● Source passage
São Paulo, July 10, 2017 – LINX S.A. (B3: LINX3), pursuant to the paragraph 4 of article 157 of Law 6404, of December 15, 1976, as amended and in force (“Brazilian Corporate Law”), and the Normative Regulation 358, of January 03, 2002, as amended, hereby informs the market and Shareholders the acquisition of Grupo Synthesys (“Synthesis”), through the signing, on July 10, 2017, of a Purchase and Sale of Shares Agreement by Linx Sistemas e Consultoria Ltda. (“Linx”), a subsidiary of the Company, for 100% of the shares of Synthesis.

Synthesis operates in the development and commercialization of software for point of sale (POS), electronic payment solutions (TEF) and promotion engine for large retail chains in the main Latin American markets. The estimated gross revenue of Synthesis in the last twelve months is US$7 million.

● Task data

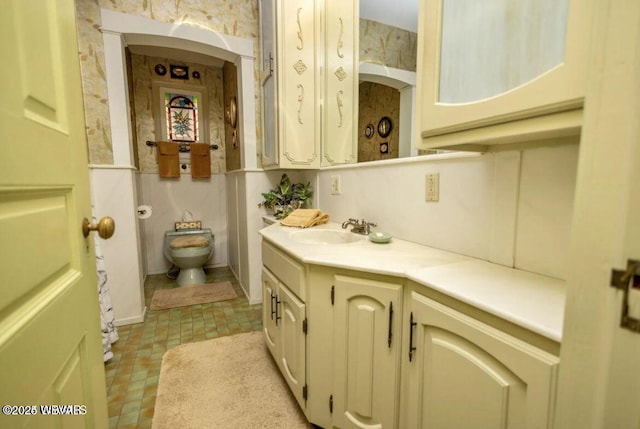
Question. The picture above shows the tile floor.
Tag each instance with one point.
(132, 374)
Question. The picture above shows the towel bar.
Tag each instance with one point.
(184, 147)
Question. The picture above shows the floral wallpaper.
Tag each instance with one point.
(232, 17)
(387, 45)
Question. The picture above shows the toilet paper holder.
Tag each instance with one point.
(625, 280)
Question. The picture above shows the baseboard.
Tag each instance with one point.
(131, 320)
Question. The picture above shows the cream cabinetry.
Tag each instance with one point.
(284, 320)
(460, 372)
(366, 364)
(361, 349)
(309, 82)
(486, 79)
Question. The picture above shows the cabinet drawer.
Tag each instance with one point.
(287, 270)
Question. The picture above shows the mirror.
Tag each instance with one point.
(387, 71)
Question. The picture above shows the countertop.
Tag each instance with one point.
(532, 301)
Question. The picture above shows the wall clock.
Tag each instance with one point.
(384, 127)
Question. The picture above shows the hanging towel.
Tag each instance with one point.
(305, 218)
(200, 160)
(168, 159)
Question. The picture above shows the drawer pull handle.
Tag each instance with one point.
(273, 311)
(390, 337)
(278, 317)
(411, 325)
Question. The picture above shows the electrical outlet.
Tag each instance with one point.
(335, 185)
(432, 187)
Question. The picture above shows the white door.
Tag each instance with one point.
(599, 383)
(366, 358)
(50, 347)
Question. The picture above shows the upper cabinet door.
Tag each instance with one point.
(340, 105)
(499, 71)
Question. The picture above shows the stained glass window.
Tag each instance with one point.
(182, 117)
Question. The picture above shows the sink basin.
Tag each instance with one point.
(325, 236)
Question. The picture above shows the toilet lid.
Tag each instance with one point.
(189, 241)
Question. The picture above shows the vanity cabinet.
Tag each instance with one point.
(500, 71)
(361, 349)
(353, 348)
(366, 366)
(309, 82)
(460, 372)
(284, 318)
--
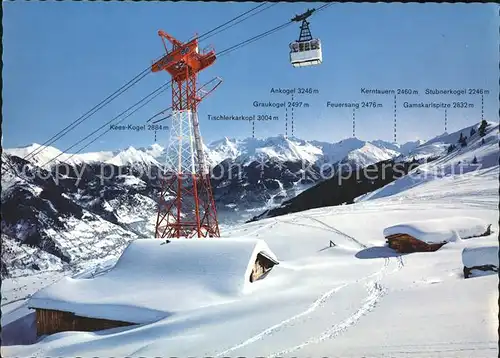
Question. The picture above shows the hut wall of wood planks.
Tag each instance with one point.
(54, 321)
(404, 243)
--
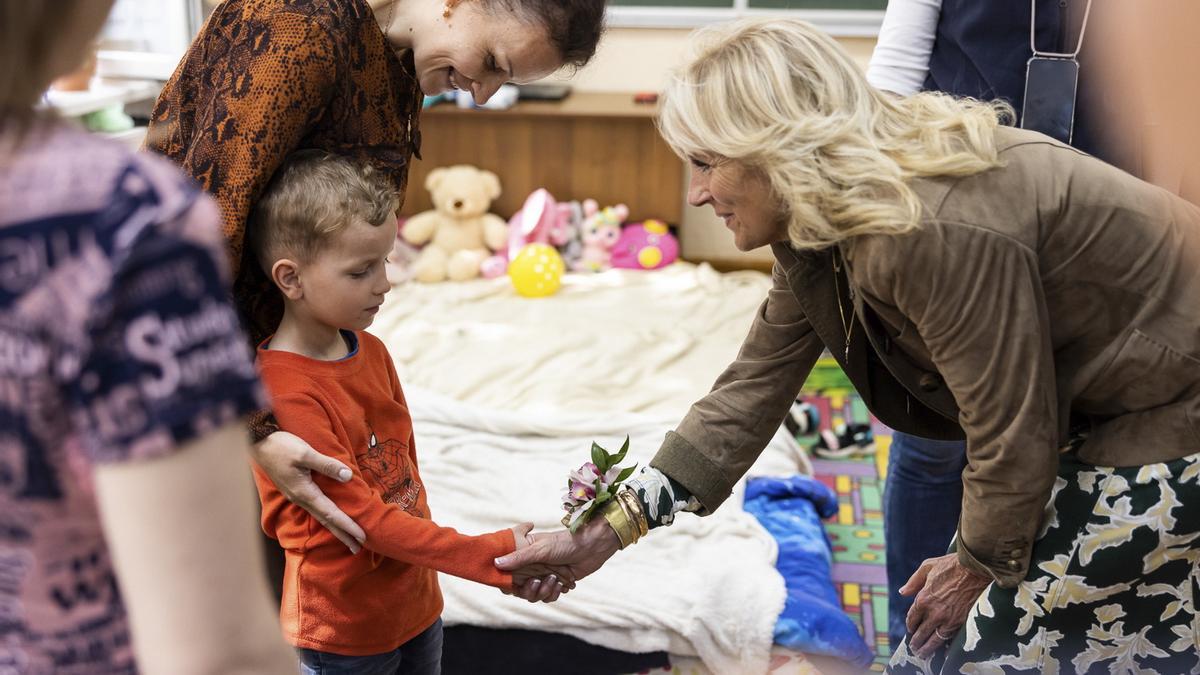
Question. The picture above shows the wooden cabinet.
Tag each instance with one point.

● Written request A
According to the acquisition announcement, what is the estimated gross revenue of Synthesis over the last twelve months?
● Written request B
Gather every line of the rows that includes the word "towel".
The announcement and the rows have nothing to do with each other.

● Reply A
US$7 million.

● Reply B
Question. The picture above shows the towel bar.
Question. The picture above shows the hanging towel.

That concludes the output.